> [Work to be completed]: Repeat all the lines below exactly, but omit the pictures.

● ● ● ● ● ● ●

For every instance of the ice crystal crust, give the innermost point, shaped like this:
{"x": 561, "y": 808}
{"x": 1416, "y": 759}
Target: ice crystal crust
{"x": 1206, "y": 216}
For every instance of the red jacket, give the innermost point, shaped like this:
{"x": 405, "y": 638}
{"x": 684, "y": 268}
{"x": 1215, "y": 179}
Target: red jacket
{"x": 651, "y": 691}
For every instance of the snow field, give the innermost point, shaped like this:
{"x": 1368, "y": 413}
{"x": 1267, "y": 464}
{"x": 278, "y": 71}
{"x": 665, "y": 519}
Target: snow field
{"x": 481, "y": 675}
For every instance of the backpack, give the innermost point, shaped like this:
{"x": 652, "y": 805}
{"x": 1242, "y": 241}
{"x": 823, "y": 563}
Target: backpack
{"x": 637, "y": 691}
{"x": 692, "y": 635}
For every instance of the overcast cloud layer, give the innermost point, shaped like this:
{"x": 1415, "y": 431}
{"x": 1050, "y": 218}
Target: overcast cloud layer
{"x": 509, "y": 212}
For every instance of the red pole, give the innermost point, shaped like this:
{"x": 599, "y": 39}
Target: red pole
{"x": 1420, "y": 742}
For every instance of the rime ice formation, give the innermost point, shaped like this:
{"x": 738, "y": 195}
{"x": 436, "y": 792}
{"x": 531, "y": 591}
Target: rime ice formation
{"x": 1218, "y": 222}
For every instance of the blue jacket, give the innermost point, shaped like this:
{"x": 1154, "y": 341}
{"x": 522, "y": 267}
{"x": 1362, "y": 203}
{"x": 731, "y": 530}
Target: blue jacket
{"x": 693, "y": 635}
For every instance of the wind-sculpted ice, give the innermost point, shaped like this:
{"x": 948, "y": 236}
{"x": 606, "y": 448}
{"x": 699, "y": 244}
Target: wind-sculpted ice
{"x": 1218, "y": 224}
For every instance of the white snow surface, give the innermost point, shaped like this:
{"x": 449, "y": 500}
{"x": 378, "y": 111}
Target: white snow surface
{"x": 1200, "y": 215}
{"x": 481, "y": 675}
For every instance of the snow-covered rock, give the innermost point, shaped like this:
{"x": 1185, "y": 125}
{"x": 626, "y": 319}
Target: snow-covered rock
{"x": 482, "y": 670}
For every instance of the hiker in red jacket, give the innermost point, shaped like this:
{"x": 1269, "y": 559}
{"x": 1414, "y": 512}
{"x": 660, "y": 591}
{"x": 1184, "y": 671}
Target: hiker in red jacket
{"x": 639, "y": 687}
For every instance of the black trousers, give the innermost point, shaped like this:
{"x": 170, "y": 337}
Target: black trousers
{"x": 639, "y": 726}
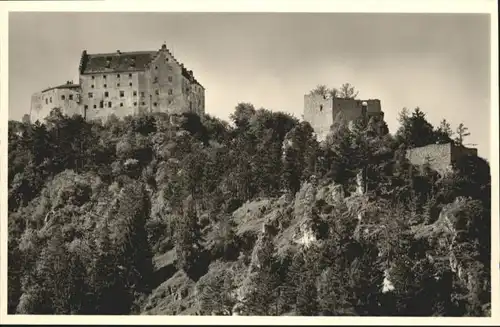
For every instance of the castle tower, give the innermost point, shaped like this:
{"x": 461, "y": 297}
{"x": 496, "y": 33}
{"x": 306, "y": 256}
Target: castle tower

● ● ● ● ● ● ●

> [Written answer]:
For every instance of the ice crystal crust, give the innermost point, shaped like this:
{"x": 561, "y": 808}
{"x": 1416, "y": 759}
Target: ice crystal crust
{"x": 1206, "y": 216}
For every instance of the red jacket, give the innermost point, shaped like this:
{"x": 405, "y": 638}
{"x": 684, "y": 268}
{"x": 1215, "y": 179}
Target: red jacket
{"x": 651, "y": 691}
For every instance of the snow field, give the innermost point, shaped like this:
{"x": 1368, "y": 413}
{"x": 1267, "y": 464}
{"x": 278, "y": 71}
{"x": 665, "y": 519}
Target: snow field
{"x": 481, "y": 675}
For every instance of the backpack, give the innermost point, shaped like this:
{"x": 652, "y": 805}
{"x": 1242, "y": 241}
{"x": 823, "y": 563}
Target: backpack
{"x": 637, "y": 691}
{"x": 692, "y": 635}
For every instance of the overcast cloud layer, give the innermost point, shaped like this:
{"x": 1415, "y": 431}
{"x": 1050, "y": 218}
Target: overcast cloud layer
{"x": 509, "y": 212}
For every instance of the red pole, give the innermost point, shaped like this:
{"x": 599, "y": 39}
Target: red pole
{"x": 1420, "y": 742}
For every instance of the rime ice formation, give the innermost point, shaped like this:
{"x": 738, "y": 195}
{"x": 436, "y": 792}
{"x": 531, "y": 591}
Target: rime ice formation
{"x": 1218, "y": 222}
For every instance of the blue jacket, give the innermost point, shaped like this:
{"x": 1154, "y": 341}
{"x": 522, "y": 267}
{"x": 1362, "y": 203}
{"x": 731, "y": 530}
Target: blue jacket
{"x": 693, "y": 635}
For every instance of the wind-sculpted ice, give the innermost point, shaped like this:
{"x": 948, "y": 236}
{"x": 606, "y": 448}
{"x": 699, "y": 244}
Target: wind-sculpted ice
{"x": 1218, "y": 224}
For every instance of the white snow surface, give the innermost point, shaped like this:
{"x": 449, "y": 500}
{"x": 378, "y": 111}
Target: white snow surface
{"x": 1200, "y": 215}
{"x": 481, "y": 675}
For every instance of the snow-covered rock, give the innermost point, shaped like this:
{"x": 1185, "y": 125}
{"x": 626, "y": 319}
Target: snow-covered rock
{"x": 482, "y": 670}
For every instance of the hiker in red jacket, give the innermost point, shaped like this:
{"x": 1269, "y": 559}
{"x": 1414, "y": 512}
{"x": 660, "y": 591}
{"x": 1184, "y": 671}
Target: hiker in red jacket
{"x": 639, "y": 687}
For every instance of the black trousers, give the innermost point, shaped like this:
{"x": 170, "y": 337}
Target: black trousers
{"x": 639, "y": 726}
For every instance of the castle tower, give the innermost point, shaped like this:
{"x": 461, "y": 297}
{"x": 496, "y": 33}
{"x": 306, "y": 256}
Target: castle tower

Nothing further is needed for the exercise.